**EXERCISE INSTRUCTIONS**
Retype, without alteration, each line from the line containing "form [496, 143]." to the final line of the records.

— start ENTRIES SUPPLIED —

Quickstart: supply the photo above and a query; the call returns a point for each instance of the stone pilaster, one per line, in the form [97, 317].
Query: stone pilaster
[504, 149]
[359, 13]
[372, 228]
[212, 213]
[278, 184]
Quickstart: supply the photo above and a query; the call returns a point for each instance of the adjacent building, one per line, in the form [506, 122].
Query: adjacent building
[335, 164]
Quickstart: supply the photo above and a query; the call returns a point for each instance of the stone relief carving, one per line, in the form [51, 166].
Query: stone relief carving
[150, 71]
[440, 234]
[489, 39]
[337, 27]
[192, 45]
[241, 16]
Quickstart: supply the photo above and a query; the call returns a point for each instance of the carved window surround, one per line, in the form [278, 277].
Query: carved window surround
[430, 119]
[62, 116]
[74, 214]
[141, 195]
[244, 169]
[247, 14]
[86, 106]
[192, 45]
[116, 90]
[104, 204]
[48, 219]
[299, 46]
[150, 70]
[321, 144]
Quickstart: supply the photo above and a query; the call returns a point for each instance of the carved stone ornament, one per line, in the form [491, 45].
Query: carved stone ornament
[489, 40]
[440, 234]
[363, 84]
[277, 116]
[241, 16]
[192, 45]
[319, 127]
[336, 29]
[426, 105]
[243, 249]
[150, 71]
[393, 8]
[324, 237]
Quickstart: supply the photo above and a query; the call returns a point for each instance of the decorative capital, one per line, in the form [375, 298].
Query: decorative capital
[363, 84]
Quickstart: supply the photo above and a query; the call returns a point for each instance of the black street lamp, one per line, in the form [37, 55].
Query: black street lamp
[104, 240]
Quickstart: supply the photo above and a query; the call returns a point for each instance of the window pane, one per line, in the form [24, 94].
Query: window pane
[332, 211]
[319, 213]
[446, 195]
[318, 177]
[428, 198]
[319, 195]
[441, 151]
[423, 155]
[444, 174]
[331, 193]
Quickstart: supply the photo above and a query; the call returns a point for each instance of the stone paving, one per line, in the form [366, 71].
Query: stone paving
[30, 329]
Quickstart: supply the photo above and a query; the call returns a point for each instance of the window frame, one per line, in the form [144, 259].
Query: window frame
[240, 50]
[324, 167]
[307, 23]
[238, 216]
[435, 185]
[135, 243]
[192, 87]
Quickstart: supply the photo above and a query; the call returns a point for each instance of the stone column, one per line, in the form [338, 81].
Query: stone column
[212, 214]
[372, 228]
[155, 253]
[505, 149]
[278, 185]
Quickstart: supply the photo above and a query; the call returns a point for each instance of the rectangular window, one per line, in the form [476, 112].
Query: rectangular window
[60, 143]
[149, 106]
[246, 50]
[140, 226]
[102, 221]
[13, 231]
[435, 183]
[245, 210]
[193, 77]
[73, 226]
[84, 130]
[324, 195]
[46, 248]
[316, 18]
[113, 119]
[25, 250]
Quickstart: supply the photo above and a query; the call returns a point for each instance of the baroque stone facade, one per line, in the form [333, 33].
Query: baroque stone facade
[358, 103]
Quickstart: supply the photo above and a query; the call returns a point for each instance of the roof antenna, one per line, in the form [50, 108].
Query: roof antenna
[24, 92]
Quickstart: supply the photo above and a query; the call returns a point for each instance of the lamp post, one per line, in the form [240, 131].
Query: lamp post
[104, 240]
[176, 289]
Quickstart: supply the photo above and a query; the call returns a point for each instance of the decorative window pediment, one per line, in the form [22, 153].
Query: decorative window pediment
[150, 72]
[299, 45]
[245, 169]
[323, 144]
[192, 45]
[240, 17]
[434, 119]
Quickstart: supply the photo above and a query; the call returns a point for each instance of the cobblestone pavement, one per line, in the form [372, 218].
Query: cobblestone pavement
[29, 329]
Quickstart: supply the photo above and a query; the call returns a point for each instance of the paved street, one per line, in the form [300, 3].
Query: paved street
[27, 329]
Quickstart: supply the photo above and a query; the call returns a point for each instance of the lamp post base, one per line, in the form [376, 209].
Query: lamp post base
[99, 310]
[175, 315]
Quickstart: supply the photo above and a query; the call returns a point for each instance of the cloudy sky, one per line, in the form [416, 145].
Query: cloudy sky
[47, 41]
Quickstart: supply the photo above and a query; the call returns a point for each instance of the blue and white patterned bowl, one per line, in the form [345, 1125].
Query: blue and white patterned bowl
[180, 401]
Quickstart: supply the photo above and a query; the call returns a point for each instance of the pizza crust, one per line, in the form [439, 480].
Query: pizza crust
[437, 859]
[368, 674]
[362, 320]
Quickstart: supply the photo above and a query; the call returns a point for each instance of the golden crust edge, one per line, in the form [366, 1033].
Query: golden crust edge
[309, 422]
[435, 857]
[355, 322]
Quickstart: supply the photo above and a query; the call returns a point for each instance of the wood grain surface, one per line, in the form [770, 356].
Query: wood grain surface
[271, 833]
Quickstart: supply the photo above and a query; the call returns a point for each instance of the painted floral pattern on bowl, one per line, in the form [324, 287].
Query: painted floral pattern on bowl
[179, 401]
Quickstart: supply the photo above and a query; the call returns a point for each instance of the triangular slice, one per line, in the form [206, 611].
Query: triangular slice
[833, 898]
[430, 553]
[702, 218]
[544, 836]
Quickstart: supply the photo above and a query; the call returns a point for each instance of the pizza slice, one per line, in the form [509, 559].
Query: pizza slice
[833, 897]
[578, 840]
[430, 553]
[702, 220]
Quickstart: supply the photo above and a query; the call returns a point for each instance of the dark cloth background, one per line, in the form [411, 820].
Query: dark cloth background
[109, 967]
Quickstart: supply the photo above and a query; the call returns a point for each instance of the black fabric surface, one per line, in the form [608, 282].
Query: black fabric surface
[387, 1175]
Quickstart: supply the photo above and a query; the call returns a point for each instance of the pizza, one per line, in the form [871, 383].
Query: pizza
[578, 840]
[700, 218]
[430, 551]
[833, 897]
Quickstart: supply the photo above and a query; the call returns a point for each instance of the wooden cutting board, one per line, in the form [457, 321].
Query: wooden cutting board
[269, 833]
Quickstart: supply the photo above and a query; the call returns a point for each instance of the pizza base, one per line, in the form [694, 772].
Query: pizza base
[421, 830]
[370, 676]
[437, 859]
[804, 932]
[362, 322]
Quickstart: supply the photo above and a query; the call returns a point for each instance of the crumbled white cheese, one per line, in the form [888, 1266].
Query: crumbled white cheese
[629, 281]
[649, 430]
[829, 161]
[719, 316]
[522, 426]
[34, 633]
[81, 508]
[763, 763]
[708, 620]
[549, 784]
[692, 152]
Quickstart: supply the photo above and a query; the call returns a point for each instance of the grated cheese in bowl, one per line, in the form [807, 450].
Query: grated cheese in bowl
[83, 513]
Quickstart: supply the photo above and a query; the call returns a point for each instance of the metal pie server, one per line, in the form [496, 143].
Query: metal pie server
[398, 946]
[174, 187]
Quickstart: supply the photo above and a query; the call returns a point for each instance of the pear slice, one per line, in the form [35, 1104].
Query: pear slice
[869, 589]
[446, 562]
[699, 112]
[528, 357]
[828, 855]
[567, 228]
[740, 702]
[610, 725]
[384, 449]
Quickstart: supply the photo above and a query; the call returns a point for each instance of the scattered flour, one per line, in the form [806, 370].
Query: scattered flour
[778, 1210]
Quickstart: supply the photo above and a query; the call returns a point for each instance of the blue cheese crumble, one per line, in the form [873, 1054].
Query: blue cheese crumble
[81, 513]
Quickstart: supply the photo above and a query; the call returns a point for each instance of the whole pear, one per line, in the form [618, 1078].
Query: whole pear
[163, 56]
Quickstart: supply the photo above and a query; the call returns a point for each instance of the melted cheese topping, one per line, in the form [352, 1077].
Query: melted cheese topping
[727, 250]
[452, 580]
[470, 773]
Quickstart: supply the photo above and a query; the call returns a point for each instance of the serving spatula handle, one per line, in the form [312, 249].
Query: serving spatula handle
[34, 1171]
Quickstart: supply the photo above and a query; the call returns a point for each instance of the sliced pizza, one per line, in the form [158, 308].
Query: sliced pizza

— end ENTRIES SUPPLIED —

**THE RESULT**
Quickstart: supply the photo above and a query; the call returns a point for each instance of the metal pie server, one per line, in the form [496, 143].
Query: metal pie server
[398, 946]
[174, 187]
Quickstart: supply the photo above and a query; the call returns a point for each instance of the pear slice, one per line, in the form [35, 1104].
Query: pear slice
[869, 589]
[446, 562]
[699, 112]
[528, 357]
[828, 855]
[567, 228]
[740, 702]
[610, 725]
[384, 449]
Quickstart: supply the photo above and a query; the call returns a point for each instance of the scattered flour, one per line, in the form [806, 370].
Query: scattered flour
[778, 1210]
Quickstart: supply the photo above and a query; the call returns a point for each instance of the blue cheese crumble, one per line, in the form [873, 1054].
Query: blue cheese crumble
[81, 513]
Quickstart: supply the photo above and a query; the call returns a point for each instance of the whole pear, one per line, in the form [618, 1078].
Query: whole pear
[163, 56]
Quickstart: supply the photo above and a query; the call returns a point for each instance of the melted cheese topping, one per line, in the form [352, 1077].
Query: melted cheese topping
[727, 250]
[452, 580]
[470, 773]
Quickstart: supply the photo above and a query; the call returns a point for each instance of the serving spatula handle, one per line, in the form [312, 249].
Query: serving spatula handle
[34, 1171]
Quickstart: supply the photo above and a query; the call returns a point for each instance of the sliced pizza, one per line, in the form [158, 308].
Query: sliced pizza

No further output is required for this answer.